In your answer, repeat each line of the data exactly.

Start of PROVIDED INFORMATION

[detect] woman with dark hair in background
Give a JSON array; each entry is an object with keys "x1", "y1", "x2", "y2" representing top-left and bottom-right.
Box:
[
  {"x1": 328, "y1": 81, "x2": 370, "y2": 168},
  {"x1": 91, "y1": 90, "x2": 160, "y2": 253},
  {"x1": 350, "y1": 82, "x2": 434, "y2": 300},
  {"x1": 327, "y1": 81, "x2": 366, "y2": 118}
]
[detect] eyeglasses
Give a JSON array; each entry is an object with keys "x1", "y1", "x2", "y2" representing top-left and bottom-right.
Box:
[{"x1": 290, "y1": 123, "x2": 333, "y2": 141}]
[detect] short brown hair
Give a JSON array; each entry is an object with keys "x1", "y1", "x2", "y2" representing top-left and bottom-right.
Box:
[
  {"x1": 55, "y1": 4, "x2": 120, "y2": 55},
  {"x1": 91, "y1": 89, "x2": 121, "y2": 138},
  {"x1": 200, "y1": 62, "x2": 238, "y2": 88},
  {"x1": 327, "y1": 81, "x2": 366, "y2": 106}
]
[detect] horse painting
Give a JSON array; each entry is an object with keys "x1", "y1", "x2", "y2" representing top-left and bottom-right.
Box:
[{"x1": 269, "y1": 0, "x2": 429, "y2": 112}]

End of PROVIDED INFORMATION

→ **TASK RESPONSE**
[detect] woman with dark hair in background
Give a JSON array; each entry is an object with keys "x1", "y1", "x2", "y2" representing top-left and bottom-right.
Box:
[
  {"x1": 328, "y1": 81, "x2": 370, "y2": 168},
  {"x1": 91, "y1": 90, "x2": 160, "y2": 253},
  {"x1": 350, "y1": 82, "x2": 434, "y2": 300},
  {"x1": 327, "y1": 81, "x2": 366, "y2": 118}
]
[detect] eyeglasses
Give a JSON array; each entry is an object with keys "x1", "y1", "x2", "y2" representing top-left and bottom-right.
Box:
[{"x1": 290, "y1": 123, "x2": 333, "y2": 141}]
[detect] short brown hair
Give a JSON array; each entry is an object with keys "x1", "y1", "x2", "y2" representing top-left and bottom-right.
Box:
[
  {"x1": 55, "y1": 4, "x2": 120, "y2": 55},
  {"x1": 91, "y1": 89, "x2": 121, "y2": 138},
  {"x1": 200, "y1": 62, "x2": 238, "y2": 88},
  {"x1": 327, "y1": 81, "x2": 366, "y2": 106}
]
[detect] horse painting
Give a JSON array; each entry is an object with keys "x1", "y1", "x2", "y2" representing top-left and bottom-right.
Box:
[{"x1": 269, "y1": 0, "x2": 429, "y2": 112}]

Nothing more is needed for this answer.